(Beginning of Data to use)

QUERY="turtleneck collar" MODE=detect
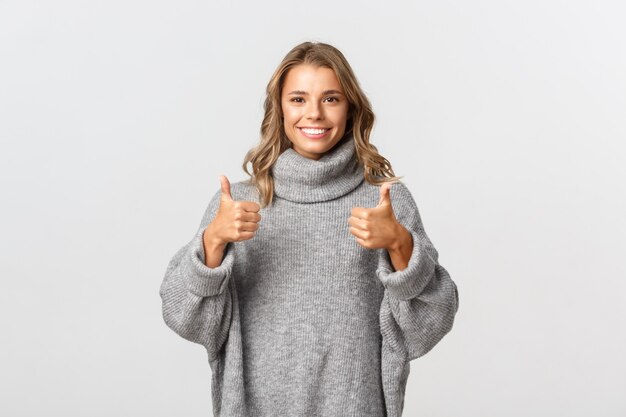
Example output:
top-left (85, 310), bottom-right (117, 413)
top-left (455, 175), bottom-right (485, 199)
top-left (271, 131), bottom-right (365, 203)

(End of Data to use)

* **Required action**: Please set down each entry word for word, without its images.

* **Exercise output**:
QUERY="turtleneck collar" MODE=detect
Example output:
top-left (85, 310), bottom-right (117, 413)
top-left (455, 175), bottom-right (485, 199)
top-left (271, 131), bottom-right (365, 203)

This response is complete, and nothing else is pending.